=== Exercise text ===
━━━━━━━━━━━━━━━━━━━━━━━━━━━━━━
All Saints' Church was listed at Grade II* on 13 October 1952. Worship at All Saints is in the Open Evangelical style. There is a Sunday school and regular youth group.

All Saints is the church in the Benefice of Patcham All Saints, which also incorporates the Church of the Ascension in Westdene, a postwar suburb west of Patcham. This is a modern building of brick and glass, designed in 1958 by architect John Wells-Thorpe. The ecclesiastical parish of All Saints covers the north of Brighton and its rural hinterland, incorporating Withdean, Westdene, Patcham, Hollingbury, part of Preston (as far south as Preston Park railway station), and the scattered residential buildings north of the A27 Brighton Bypass and south of Pyecombe.
━━━━━━━━━━━━━━━━━━━━━━━━━━━━━━
=== Actions to take ===
A – In the passage on All Saints' Church in Patcham, who designed the Church of the Ascension in Westdene?
B – Resume the passage on All Saints' Church in Patcham, picking up after its final sentence.

=== Data shown ===
━━━━━━━━━━━━━━━━━━━━━━━━━━━━━━
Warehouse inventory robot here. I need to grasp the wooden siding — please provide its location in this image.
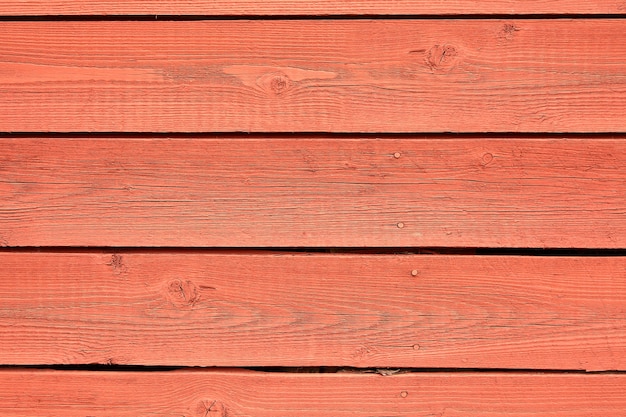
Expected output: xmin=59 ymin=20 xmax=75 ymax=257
━━━━━━━━━━━━━━━━━━━━━━━━━━━━━━
=== Expected outputs ===
A – Architect John Wells-Thorpe, in 1958.

B –
Following a review by the Diocese of Chichester in 2005, parts of the west side of the parish were transferred to the Church of the Good Shepherd on Dyke Road in Brighton, and at the south end another section was ceded to St John the Evangelist's Church in Preston Village. At the same time the decision was taken to close the Church of Christ the King (which had been the parish church of South Patcham) and divide its parish between All Saints and St John the Evangelist's churches. All Saints' Church therefore received the congregation from the northern part of the Church of Christ the King's parish. The diocese declared the Church of Christ the King redundant from 1 December 2006, but from 20 July 2007 it was in use again as a place of worship. In that year, two displaced congregations whose churches had been demolished joined to form a new church community, which bought the building and renamed it the Fountain Centre. The Elim Balfour Road Church in Preston Village, a Pentecostal church, was demolished in 2007, and the Immanuel Community Church had been using the former St Augustine's Church building near Preston Park since the destruction by fire of their church in Hanover, Brighton in 2003.